• [Required work]:
Reproduce all records word for word.

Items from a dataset
· · · ·

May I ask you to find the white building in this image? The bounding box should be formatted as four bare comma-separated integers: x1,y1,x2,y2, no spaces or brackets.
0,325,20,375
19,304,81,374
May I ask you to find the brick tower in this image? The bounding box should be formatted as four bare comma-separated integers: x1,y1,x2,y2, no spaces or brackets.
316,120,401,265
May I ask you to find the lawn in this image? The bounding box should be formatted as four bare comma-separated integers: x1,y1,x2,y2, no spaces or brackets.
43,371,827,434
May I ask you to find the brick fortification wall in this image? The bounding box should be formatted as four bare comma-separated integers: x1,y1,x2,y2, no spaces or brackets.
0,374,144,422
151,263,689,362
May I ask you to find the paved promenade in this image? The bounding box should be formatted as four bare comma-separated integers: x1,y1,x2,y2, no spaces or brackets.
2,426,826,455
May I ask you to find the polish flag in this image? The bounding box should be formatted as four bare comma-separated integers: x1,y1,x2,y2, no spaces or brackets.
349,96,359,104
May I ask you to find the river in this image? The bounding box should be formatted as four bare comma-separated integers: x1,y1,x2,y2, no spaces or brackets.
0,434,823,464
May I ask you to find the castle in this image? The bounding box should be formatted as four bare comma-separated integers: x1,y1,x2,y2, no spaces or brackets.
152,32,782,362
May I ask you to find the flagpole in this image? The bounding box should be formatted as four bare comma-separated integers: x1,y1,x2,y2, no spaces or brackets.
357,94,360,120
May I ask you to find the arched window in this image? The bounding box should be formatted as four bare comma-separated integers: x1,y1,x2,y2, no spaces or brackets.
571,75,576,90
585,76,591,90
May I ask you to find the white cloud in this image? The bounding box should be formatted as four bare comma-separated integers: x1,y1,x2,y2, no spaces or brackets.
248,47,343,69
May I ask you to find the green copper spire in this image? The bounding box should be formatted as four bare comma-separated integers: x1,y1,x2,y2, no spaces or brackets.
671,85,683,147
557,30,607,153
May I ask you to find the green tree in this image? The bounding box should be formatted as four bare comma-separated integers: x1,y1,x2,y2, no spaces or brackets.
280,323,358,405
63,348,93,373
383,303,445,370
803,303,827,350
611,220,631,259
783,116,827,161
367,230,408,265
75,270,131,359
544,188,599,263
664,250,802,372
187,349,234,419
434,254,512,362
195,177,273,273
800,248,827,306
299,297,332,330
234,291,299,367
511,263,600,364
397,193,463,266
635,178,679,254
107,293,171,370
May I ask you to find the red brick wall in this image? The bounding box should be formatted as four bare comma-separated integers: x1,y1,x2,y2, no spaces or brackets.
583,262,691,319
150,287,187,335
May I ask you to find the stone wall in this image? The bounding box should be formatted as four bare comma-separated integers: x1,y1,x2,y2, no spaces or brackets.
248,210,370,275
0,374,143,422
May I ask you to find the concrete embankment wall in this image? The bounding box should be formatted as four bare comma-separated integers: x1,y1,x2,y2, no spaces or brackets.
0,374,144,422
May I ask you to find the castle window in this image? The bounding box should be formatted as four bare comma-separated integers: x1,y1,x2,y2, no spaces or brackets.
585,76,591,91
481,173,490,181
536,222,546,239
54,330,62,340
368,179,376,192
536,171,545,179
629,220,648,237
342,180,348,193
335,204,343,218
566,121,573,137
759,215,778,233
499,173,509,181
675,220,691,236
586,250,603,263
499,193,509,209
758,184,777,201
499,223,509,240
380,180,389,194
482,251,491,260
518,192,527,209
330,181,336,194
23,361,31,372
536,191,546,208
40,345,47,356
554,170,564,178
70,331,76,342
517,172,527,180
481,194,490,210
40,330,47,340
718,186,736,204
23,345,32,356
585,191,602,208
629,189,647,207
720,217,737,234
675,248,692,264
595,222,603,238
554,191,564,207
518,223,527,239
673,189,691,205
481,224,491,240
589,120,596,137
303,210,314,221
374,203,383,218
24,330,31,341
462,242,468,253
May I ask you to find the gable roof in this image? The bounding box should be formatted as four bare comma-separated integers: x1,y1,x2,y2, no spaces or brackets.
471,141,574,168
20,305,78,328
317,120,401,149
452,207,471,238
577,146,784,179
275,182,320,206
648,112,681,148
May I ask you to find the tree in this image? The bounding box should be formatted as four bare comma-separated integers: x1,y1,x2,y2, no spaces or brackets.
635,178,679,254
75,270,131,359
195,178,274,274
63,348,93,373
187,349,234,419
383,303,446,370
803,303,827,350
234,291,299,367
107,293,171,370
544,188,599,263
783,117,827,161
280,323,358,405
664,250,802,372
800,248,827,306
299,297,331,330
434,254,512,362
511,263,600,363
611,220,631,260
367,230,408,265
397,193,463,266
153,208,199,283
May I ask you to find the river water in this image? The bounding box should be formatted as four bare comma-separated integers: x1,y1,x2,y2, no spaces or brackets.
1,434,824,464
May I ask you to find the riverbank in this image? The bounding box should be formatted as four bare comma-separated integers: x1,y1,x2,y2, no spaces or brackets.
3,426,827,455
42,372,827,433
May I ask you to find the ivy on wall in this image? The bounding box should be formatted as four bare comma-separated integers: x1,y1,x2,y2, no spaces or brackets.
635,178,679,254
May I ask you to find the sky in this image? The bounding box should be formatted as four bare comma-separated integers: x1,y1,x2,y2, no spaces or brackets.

· · · ·

• [Reply to the task]:
May I ask you to find the white building in this image? The bounding box should be formatted as four bare comma-separated integers: x1,y1,x2,y2, no spaces or brackets.
0,325,20,375
19,304,81,374
May I ask you to find the brick tower in this image? The bounding box should be formatted as four bare comma-separated integers: x1,y1,x2,y2, no spaces or brackets.
316,120,401,265
May I ask you to find the lawn in this image? The bounding box should be formatted as four bare comma-separated integers: x1,y1,x2,y2, no spaces or brackets.
43,371,827,434
May I ask you to find the brick fortification wall in this image? The bounding box should be formatted as four bare comma-separated integers: x1,y1,x2,y2, no spaces or brackets.
0,374,144,422
151,263,689,362
May I ask you to find the paved promenade in this image? The bounding box should be formatted as four bare comma-separated integers: x1,y1,x2,y2, no spaces or brackets.
2,426,826,455
May I ask you to find the polish flag in this image? The bounding box should be formatted as four bare comma-separated integers: x1,y1,x2,y2, no spaces or brackets.
349,96,359,104
May I ask you to find the river in this image? The bounding box should be formatted as four bare comma-separated integers: x1,y1,x2,y2, no spaces or brackets.
0,434,823,464
May I ask you to find the castle in this image? The bounding box should be formatted as four bare comma-separated integers: x1,y1,x2,y2, no spaces or brackets.
152,32,782,362
May I ask you to find the flagpole in this image? The bounding box should be formatted as four bare comma-separated integers: x1,y1,x2,y2, no spaces or brackets.
357,94,360,120
May I ask you to find the arched window in this image? The bounding box should be formatted as four bare comma-separated integers: x1,y1,x2,y2, no spaces or brackets.
571,75,576,90
585,76,591,90
May I ask you to find the white cloud in this image? The bounding box should be formatted as four bare comma-separated integers: x1,y1,x2,y2, no spaces or brackets.
248,47,343,69
May I ask you to find the green copper spire in this image? The bounding box should be formatted as four bare comma-separated integers: x1,y1,x2,y2, no spaces or brackets.
671,85,683,147
557,30,607,153
May I ask you to find the green tree in this image? The bounding box should be formatted as four bare comma-separated integers: x1,y1,x2,y2, no spaces or brackets.
280,323,358,405
63,348,93,373
383,303,445,370
803,303,827,350
611,220,631,259
783,116,827,161
367,230,408,265
75,270,131,359
544,188,599,263
664,250,802,372
187,349,234,419
434,254,512,362
195,177,273,273
800,248,827,306
299,297,332,330
234,291,299,367
511,263,600,364
397,193,463,266
635,178,679,254
107,293,171,370
May I ask you to find the red brick wall in this image? The bounding box should be formatted as four bare comma-separated integers: x1,y1,x2,y2, no spaces or brackets.
583,262,691,319
150,287,187,335
May I ask you to find the stone wall in this image? The bounding box should be formatted as four bare comma-separated integers: x1,y1,x2,y2, no spaces or brackets.
248,210,370,275
0,374,143,422
May I ask you to find the concrete embankment wall in this image? The bounding box should be formatted as four bare comma-separated integers: x1,y1,x2,y2, no spaces or brackets.
0,374,144,422
May I ask you to find the castle window in this image? The bounding box should be formatted as four bare comma-separated integers: x1,y1,x2,y2, no spaces or brackets.
585,76,591,91
481,173,490,181
536,222,546,239
54,330,62,340
368,179,376,192
536,171,545,179
629,220,648,237
342,180,348,193
335,204,343,218
566,121,573,137
759,215,778,233
499,173,509,181
675,220,691,236
586,250,603,263
499,193,509,209
758,184,777,201
499,223,509,240
380,180,389,194
482,251,491,260
518,192,527,209
330,181,336,194
23,361,31,372
536,191,546,208
40,345,47,356
554,170,564,178
70,331,76,342
517,172,527,180
481,194,490,210
40,330,47,340
718,186,736,204
23,345,32,356
585,191,602,208
629,189,647,207
720,217,737,234
675,248,692,264
595,222,603,238
554,191,564,207
518,223,527,239
673,189,691,205
481,224,491,240
589,120,596,137
303,210,314,221
374,203,383,218
24,330,31,341
462,242,468,253
May I ask you to find the gable roof in this image? The bounding box should be formatted as four bare comma-separated integers: x1,y1,x2,y2, no spaces or brackets.
471,141,574,168
20,305,78,328
317,120,401,149
452,207,471,238
577,146,784,179
275,182,320,206
648,112,681,148
May I ask you to find the tree in this image? The bounding box should be formatted as four bare comma-separated integers: x1,y1,x2,y2, no spaces or brackets.
635,178,679,254
75,270,131,359
195,178,274,274
63,348,93,373
187,349,234,419
383,303,446,370
803,303,827,350
234,291,299,367
107,293,171,370
544,188,599,263
783,117,827,161
280,323,358,405
664,250,802,372
800,248,827,306
299,297,331,330
434,254,512,362
511,263,600,363
611,220,631,260
367,230,408,265
397,193,463,266
153,208,199,283
May I ask you to find the river water in this image? The bounding box should be formatted as four bare comma-separated integers: x1,y1,x2,y2, no spaces or brackets.
1,434,824,464
May I ask you to find the riverbank in this image? The bounding box should be formatted as four bare comma-separated integers: x1,y1,x2,y2, no spaces or brackets.
3,426,827,455
42,372,827,433
May I ask you to find the ivy on wall in this image? The bounding box should be formatted as four bare comma-separated integers: x1,y1,x2,y2, no spaces or brackets.
635,178,679,254
May I ask you to find the sky in this image? The bounding box should be formatted as four bare comma-separated integers: x1,y1,x2,y2, no spaces or brackets.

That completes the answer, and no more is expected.